Written exercise ▸
Turn the records below into a numbered list with one line per item, skipping any blank lines. Leave the pictures out of your answer.

Excerpts from a location annotation dataset:
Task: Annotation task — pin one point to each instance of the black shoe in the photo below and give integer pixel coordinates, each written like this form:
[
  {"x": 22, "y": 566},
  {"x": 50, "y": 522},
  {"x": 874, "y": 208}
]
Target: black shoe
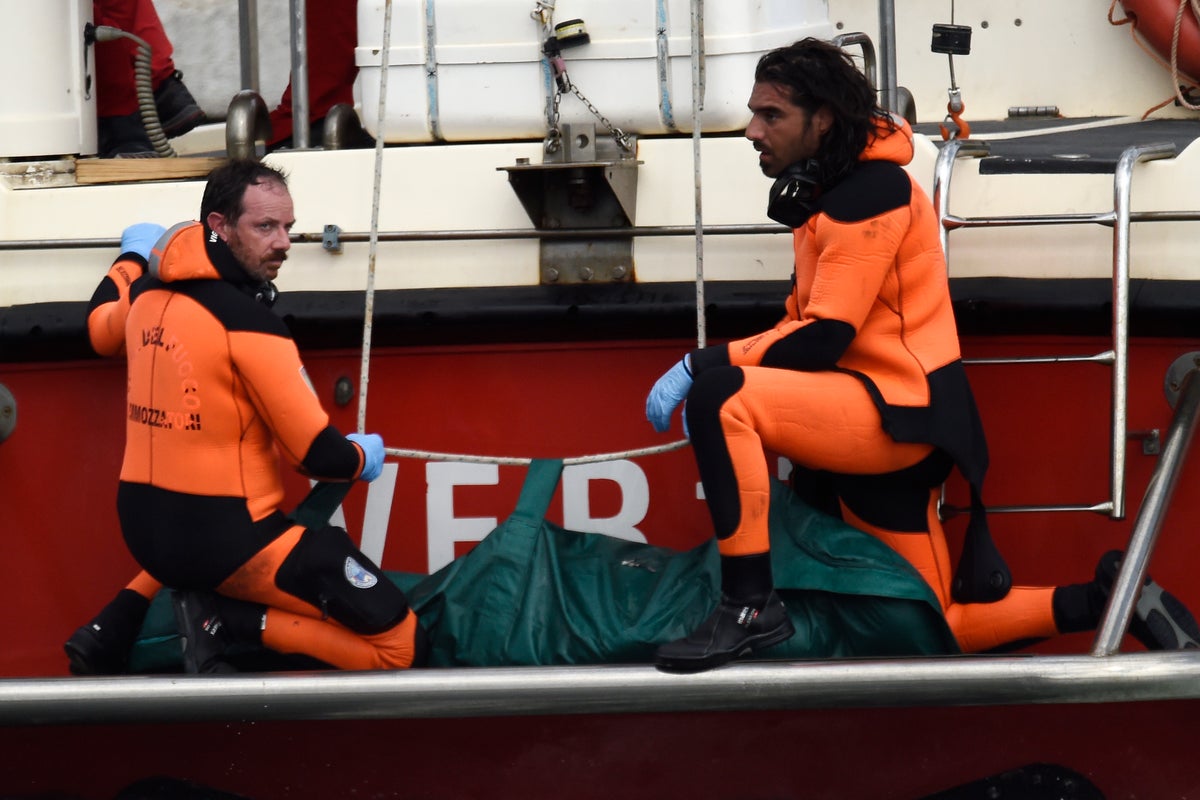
[
  {"x": 203, "y": 633},
  {"x": 102, "y": 645},
  {"x": 731, "y": 631},
  {"x": 1159, "y": 620},
  {"x": 178, "y": 110}
]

The completed task ▸
1. Task: Annotation task — pin one point to each instance of the black shoe in the photo below and give integer pixel coordinates, each written like this form:
2. [
3.   {"x": 22, "y": 566},
4.   {"x": 50, "y": 522},
5.   {"x": 874, "y": 208}
6. ]
7. Target: black shoe
8. [
9.   {"x": 203, "y": 633},
10.   {"x": 102, "y": 645},
11.   {"x": 731, "y": 631},
12.   {"x": 1159, "y": 620},
13.   {"x": 178, "y": 110}
14. ]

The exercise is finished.